Required work
Summarize the text on fruit fly defenses against parasitoid wasps in two sentences.

------ Extract to read ------

The immune system response in Drosophila to a wasp infection (above) is highly restrained, resulting in a thin layer of blood cells encapsulating the egg. However, blood cancer occurs (below) when there is an out-of-control response to a chronic inflammation, with a much thicker layer of red blood cells.
Tiny parasitoid wasps can play an important role in controlling the populations of other insect species by laying their eggs inside the larvae of these species. A newly hatched wasp gradually eats the host alive and takes over its body.
The host insect is far from defenseless, however. In Drosophila (fruit flies), larvae activate humoral immunity in the fat body and mount a robust cellular response that encapsulates and chokes off the wasp egg.

------ Given entries ------

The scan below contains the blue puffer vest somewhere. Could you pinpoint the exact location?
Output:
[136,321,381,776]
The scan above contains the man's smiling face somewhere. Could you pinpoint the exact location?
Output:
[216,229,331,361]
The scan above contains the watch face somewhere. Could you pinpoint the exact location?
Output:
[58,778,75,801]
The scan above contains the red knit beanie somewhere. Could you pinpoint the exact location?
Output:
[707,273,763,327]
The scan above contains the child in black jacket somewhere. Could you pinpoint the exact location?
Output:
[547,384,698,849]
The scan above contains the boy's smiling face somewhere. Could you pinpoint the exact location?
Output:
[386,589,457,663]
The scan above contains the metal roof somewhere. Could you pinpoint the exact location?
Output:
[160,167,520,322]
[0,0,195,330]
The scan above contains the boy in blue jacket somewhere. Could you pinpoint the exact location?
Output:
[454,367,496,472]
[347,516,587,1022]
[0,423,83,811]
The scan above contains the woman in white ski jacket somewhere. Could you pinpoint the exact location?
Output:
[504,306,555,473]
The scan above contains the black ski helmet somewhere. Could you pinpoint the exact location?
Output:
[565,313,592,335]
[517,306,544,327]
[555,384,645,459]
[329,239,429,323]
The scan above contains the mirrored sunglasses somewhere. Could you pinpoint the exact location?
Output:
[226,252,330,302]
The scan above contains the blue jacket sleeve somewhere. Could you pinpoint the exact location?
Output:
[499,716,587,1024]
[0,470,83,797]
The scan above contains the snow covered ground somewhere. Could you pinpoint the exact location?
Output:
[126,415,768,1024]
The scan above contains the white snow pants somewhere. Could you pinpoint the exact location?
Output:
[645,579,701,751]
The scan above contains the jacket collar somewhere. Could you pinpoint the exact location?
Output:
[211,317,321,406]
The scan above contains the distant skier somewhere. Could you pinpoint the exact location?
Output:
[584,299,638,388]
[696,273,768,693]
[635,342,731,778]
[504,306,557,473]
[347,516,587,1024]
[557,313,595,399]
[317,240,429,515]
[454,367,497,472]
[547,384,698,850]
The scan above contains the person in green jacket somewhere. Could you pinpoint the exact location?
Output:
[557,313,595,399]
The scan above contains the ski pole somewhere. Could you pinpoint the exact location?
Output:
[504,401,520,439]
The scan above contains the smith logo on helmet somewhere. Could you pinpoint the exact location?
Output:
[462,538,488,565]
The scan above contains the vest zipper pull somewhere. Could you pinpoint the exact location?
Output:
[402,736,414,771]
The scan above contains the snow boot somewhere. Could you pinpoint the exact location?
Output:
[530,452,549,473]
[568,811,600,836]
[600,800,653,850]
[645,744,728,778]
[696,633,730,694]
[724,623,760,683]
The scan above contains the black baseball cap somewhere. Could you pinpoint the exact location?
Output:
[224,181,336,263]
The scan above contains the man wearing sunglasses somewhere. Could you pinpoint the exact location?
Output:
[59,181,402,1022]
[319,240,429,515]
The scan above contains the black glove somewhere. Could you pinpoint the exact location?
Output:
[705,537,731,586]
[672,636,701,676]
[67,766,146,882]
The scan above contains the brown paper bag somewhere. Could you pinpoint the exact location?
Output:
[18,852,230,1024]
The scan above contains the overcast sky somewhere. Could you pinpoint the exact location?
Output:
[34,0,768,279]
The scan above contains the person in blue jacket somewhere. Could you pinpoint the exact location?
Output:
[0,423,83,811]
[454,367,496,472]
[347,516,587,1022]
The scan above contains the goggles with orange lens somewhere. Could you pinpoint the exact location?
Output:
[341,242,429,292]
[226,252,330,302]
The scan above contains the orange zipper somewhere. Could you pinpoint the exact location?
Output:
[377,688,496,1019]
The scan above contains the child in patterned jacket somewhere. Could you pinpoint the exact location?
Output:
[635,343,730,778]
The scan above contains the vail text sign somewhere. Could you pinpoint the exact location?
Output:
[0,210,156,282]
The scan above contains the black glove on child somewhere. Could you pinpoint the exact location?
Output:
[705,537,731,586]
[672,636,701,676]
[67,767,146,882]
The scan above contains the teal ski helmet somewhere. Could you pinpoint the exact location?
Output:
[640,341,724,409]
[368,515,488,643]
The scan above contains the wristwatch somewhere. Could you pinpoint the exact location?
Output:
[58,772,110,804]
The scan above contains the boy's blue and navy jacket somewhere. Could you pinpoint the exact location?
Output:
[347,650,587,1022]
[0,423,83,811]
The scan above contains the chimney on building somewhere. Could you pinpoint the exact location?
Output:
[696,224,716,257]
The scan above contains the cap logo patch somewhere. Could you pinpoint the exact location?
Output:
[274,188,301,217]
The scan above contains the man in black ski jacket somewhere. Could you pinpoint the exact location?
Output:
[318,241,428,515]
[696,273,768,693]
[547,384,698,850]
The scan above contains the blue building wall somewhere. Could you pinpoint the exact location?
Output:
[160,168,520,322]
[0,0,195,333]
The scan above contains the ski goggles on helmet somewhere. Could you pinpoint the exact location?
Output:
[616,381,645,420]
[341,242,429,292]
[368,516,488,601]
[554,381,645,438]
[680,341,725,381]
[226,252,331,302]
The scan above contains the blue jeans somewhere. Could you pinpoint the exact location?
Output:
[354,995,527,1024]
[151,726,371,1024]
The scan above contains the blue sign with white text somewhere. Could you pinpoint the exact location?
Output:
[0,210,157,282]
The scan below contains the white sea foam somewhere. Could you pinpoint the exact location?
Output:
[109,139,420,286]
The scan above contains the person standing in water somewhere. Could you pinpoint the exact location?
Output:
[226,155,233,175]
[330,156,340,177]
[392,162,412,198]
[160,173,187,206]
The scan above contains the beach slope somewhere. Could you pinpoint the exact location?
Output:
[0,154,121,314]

------

Exercise output
Tiny parasitoid wasps help control other insect populations by laying their eggs inside the larvae of those species, where a newly hatched wasp gradually eats its host alive and takes over its body. Drosophila larvae defend themselves by activating humoral immunity in the fat body and mounting a cellular response that encapsulates the wasp egg, a normally restrained response that gives way to blood cancer when the response to a chronic inflammation runs out of control.